SUPPLIED INFORMATION →
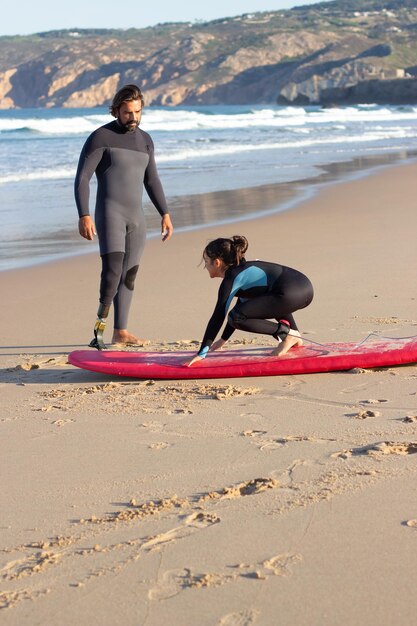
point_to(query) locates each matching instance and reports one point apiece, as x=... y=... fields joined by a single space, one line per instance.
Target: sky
x=34 y=16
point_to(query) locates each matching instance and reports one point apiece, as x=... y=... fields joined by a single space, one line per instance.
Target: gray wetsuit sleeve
x=90 y=157
x=153 y=185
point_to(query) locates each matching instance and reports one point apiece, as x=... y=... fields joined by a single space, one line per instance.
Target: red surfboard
x=307 y=359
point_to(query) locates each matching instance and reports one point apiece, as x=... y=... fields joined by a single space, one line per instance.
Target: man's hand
x=217 y=345
x=86 y=227
x=195 y=359
x=166 y=227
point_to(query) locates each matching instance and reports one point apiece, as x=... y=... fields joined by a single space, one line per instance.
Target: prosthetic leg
x=102 y=314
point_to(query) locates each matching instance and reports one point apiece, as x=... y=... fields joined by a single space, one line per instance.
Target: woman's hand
x=216 y=345
x=195 y=359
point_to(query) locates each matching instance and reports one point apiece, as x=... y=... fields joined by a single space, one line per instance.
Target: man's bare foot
x=124 y=337
x=289 y=342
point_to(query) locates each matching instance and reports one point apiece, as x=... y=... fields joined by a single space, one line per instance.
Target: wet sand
x=242 y=501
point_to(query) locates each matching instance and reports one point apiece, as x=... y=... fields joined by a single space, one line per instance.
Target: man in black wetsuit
x=122 y=157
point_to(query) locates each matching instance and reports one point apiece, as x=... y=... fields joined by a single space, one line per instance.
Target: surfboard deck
x=248 y=362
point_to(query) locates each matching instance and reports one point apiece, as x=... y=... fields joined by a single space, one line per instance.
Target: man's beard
x=130 y=126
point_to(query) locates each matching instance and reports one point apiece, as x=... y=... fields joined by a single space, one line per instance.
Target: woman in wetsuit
x=264 y=291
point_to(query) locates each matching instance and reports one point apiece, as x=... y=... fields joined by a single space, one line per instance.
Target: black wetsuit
x=123 y=162
x=265 y=291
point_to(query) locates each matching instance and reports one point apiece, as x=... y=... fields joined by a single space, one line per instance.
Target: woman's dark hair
x=128 y=93
x=230 y=251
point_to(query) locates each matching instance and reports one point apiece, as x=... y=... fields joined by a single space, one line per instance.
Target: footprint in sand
x=410 y=419
x=366 y=414
x=377 y=450
x=174 y=581
x=242 y=618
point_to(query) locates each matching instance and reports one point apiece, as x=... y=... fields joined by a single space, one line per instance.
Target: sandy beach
x=276 y=500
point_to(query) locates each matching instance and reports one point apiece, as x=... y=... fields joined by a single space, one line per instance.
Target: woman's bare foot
x=289 y=342
x=124 y=337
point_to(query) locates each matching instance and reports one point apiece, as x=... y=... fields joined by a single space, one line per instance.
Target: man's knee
x=112 y=266
x=236 y=319
x=130 y=277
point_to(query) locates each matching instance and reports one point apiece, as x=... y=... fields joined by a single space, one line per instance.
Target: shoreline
x=220 y=502
x=195 y=212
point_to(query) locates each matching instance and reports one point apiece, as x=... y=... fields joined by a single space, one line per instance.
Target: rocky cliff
x=332 y=52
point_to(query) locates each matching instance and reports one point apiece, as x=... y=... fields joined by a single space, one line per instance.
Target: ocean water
x=198 y=150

EXERCISE DESCRIPTION →
How many lines of the data above contain the string "wetsuit"? Case counts, and the reply should be the number alone.

WRITTEN REPLY →
4